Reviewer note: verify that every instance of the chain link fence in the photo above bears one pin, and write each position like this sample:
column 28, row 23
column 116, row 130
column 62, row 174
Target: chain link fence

Short task :: Turn the lines of the items above into a numbered list, leaving out any blank lines.

Solved problem ::
1. Reviewer note: verify that every instance of the chain link fence in the photo above bears one pin, and write each position like this sample:
2. column 28, row 23
3. column 116, row 130
4. column 62, row 174
5. Target: chain link fence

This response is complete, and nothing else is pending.